◆ Pointing records for named objects ◆
★ ★ ★ ★ ★ ★ ★

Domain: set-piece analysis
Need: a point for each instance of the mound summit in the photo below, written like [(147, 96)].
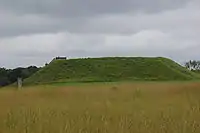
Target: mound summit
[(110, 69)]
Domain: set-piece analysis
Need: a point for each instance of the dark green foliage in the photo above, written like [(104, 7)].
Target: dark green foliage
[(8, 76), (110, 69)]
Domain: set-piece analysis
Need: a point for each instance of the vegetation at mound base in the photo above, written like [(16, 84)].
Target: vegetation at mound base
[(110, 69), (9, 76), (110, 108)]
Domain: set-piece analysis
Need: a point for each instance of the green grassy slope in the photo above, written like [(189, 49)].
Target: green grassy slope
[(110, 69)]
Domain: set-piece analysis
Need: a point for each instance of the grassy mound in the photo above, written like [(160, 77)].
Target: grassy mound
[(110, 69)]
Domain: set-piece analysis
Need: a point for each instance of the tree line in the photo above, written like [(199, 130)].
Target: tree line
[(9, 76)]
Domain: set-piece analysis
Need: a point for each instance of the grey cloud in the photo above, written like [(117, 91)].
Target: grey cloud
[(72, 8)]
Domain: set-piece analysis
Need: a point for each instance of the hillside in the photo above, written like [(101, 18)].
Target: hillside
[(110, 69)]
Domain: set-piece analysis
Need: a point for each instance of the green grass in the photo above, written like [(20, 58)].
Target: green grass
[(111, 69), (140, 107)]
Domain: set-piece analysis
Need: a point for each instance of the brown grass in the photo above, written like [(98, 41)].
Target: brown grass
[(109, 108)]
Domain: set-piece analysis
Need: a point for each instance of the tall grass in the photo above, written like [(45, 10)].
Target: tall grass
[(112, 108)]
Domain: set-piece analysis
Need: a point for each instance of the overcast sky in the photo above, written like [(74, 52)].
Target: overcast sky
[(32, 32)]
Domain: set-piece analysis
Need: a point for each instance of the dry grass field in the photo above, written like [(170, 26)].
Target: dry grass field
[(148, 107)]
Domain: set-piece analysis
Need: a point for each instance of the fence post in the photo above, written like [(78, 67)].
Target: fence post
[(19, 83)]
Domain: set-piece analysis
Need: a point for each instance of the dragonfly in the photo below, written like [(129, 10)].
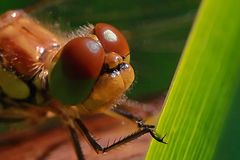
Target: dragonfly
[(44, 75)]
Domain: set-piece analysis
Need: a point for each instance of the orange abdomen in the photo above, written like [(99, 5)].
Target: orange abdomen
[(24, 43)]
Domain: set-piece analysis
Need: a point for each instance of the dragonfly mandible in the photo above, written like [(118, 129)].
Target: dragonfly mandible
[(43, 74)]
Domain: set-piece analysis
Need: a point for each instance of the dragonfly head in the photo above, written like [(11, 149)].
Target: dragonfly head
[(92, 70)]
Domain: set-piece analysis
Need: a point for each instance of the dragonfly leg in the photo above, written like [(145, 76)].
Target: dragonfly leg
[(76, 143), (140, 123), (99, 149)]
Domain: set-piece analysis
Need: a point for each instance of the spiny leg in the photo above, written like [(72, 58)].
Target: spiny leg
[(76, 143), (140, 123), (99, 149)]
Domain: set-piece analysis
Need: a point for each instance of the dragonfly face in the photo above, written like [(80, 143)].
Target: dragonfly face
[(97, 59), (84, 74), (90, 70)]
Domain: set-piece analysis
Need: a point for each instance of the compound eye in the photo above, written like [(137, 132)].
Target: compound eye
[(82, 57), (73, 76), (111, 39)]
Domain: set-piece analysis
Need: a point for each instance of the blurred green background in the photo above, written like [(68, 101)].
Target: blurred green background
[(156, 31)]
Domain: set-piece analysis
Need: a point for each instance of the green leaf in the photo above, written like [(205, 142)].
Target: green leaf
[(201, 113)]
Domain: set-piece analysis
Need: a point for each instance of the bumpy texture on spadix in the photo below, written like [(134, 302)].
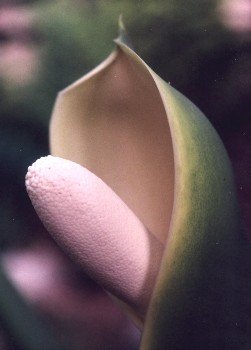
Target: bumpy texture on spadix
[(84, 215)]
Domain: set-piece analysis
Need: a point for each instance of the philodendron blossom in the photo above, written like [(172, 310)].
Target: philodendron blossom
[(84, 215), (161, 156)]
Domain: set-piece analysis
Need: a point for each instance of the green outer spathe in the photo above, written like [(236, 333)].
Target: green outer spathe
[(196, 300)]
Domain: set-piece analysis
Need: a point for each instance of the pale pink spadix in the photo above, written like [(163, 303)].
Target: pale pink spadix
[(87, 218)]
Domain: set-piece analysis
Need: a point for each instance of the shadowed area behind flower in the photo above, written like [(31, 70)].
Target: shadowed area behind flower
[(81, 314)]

★ ★ ★ ★ ★ ★ ★

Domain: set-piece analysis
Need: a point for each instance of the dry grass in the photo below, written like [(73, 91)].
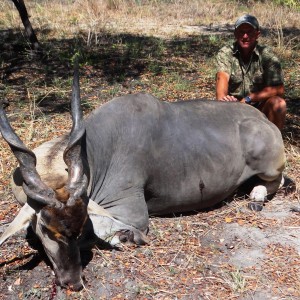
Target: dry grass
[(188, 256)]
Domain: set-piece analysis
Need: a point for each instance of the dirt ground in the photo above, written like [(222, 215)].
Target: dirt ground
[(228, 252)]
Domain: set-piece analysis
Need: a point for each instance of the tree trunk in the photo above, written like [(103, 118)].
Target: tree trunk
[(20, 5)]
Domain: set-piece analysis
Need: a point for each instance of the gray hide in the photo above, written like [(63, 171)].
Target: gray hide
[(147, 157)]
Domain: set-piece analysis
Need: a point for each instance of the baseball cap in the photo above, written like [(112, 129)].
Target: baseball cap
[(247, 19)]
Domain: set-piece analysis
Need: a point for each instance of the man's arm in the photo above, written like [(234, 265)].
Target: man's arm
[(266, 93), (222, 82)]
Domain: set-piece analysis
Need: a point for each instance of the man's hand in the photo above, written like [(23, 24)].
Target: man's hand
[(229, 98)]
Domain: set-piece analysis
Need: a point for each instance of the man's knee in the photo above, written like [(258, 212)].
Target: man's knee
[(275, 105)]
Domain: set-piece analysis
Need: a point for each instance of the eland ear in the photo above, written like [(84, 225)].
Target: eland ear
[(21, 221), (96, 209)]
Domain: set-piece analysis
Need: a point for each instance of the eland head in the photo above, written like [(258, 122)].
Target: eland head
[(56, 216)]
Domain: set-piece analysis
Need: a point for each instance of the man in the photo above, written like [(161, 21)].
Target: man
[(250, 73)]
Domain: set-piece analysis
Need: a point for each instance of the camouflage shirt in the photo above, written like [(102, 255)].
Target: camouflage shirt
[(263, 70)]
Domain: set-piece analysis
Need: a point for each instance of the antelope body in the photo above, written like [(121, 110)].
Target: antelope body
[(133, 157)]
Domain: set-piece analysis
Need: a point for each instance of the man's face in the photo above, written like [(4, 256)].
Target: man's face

★ ★ ★ ★ ★ ★ ★

◆ Prompt ◆
Pull out every line of the items above that contains the word "pink", copying each one in full. Match the case exactly.

◆ Exercise result ◆
Need: a point for each instance of the pale pink spadix in the photo above, written like [(163, 303)].
Target: pale pink spadix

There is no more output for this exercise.